┌──

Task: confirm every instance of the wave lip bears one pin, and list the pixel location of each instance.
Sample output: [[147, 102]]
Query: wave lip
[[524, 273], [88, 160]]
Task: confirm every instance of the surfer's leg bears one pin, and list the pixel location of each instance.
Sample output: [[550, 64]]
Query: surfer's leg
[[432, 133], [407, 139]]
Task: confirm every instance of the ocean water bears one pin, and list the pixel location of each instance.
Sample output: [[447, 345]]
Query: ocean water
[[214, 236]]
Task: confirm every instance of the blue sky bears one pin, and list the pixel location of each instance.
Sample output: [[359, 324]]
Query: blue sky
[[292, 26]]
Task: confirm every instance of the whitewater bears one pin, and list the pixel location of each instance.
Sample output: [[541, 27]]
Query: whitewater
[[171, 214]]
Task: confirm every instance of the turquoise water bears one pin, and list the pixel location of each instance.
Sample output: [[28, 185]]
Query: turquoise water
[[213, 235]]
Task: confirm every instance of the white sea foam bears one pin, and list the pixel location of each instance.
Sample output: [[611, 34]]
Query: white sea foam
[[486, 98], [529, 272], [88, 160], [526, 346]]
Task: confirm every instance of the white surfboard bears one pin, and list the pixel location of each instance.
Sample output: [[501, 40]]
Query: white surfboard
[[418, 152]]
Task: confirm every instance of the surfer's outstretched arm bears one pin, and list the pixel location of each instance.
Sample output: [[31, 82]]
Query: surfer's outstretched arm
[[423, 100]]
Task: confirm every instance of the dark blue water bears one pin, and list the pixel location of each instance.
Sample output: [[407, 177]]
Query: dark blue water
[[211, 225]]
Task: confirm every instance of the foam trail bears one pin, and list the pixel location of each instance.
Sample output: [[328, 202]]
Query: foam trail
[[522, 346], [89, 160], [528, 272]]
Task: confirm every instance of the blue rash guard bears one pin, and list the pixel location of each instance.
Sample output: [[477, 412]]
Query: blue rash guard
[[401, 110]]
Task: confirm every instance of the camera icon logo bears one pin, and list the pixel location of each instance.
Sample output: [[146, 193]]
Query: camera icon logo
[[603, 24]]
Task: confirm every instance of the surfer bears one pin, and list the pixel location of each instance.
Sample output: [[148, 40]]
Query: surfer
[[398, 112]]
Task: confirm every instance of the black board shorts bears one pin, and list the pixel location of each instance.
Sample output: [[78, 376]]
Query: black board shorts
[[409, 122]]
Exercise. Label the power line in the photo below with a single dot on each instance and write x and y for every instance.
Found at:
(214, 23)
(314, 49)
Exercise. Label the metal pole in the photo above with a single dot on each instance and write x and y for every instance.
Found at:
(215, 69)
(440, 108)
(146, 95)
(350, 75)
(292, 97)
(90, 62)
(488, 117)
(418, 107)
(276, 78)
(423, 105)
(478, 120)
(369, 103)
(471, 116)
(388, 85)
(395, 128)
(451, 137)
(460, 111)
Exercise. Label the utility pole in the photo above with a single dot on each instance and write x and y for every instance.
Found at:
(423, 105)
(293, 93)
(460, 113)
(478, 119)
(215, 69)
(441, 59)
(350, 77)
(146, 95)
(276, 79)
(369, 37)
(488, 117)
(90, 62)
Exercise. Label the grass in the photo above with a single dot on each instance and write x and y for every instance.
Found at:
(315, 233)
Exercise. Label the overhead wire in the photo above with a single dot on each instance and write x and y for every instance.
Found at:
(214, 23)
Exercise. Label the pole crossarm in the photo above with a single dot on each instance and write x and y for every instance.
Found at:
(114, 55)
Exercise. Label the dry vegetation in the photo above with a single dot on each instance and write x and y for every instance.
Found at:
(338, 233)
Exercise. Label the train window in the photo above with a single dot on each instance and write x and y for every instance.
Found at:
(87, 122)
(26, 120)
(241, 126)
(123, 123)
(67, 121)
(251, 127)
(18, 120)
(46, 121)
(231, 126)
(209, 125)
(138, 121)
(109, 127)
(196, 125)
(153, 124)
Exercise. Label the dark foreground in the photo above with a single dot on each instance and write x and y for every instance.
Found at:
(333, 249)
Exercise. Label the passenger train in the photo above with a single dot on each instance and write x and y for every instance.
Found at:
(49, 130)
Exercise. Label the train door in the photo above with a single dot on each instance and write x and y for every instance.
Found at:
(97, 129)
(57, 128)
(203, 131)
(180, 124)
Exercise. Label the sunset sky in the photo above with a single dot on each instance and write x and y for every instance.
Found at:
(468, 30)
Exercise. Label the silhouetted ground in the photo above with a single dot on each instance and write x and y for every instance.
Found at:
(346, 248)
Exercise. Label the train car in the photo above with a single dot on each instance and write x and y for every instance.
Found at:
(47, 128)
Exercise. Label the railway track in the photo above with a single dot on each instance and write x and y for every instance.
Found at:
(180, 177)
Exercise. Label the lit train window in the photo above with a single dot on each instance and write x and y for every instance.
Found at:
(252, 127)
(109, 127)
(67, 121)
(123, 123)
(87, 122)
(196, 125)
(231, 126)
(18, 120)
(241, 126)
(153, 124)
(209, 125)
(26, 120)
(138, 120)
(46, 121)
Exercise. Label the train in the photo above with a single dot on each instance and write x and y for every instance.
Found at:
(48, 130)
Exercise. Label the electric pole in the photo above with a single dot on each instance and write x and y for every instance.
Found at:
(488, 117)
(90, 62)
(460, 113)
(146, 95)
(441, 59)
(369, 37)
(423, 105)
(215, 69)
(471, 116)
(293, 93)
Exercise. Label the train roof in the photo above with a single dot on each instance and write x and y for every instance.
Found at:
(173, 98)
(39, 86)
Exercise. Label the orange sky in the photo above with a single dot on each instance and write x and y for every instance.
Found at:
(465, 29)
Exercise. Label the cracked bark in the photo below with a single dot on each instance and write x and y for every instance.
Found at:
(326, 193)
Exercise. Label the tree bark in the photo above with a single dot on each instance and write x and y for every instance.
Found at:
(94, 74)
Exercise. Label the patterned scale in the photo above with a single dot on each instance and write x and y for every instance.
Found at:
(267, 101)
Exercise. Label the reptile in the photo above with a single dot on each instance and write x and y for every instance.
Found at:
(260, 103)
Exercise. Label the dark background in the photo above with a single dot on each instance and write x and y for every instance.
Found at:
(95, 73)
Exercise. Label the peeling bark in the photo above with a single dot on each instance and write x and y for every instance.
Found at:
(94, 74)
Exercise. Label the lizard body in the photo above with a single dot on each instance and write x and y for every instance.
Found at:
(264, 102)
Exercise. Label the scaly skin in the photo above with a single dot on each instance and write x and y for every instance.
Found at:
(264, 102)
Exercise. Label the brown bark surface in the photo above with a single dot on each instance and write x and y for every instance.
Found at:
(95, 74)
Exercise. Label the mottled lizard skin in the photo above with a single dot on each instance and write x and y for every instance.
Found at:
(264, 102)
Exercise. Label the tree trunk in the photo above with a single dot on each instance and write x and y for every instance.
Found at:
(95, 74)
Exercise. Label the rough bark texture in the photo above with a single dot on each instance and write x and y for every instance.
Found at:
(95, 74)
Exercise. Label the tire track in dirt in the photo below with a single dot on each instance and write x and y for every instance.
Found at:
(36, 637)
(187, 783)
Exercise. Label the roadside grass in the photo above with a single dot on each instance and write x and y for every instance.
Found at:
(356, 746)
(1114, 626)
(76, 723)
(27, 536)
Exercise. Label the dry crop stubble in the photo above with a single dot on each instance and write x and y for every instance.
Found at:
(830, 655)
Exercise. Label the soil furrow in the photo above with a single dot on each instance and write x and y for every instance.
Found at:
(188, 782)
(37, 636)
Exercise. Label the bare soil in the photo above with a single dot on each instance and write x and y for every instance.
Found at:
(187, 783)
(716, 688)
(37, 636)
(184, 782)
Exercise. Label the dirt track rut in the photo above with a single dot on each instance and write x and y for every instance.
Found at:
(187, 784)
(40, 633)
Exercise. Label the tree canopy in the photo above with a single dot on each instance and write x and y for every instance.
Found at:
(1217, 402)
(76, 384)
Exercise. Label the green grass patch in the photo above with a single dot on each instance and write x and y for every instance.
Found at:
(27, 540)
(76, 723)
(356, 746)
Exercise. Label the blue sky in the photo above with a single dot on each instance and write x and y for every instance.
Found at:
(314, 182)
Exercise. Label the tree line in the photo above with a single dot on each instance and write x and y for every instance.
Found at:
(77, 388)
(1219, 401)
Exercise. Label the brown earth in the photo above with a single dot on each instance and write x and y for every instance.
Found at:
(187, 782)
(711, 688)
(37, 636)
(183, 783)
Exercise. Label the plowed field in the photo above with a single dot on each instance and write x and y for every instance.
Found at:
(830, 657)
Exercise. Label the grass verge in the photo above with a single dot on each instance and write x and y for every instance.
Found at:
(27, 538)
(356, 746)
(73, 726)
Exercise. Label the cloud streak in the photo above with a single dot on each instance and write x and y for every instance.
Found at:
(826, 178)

└──

* [Stated task] Your task is to return, exactly and on their own, the lines from the one containing "Exercise. Label the brown earth" through the last line of the listing.

* [Written solution]
Exercise. Label the brown earth in the photo above with a single dot on each instance and write x and y for every instance.
Found at:
(187, 782)
(711, 688)
(37, 636)
(183, 783)
Exercise. Label the plowed field in the photo above with a single dot on each instance and write x and y for every instance.
Found at:
(830, 657)
Exercise. Label the grass verge in the photo above with a single dot on each instance and write x and y for every instance.
Found at:
(27, 538)
(356, 746)
(73, 726)
Exercise. Label the cloud streak in the photo above with a single dot on each instance and write x and y for every instance.
Found at:
(826, 178)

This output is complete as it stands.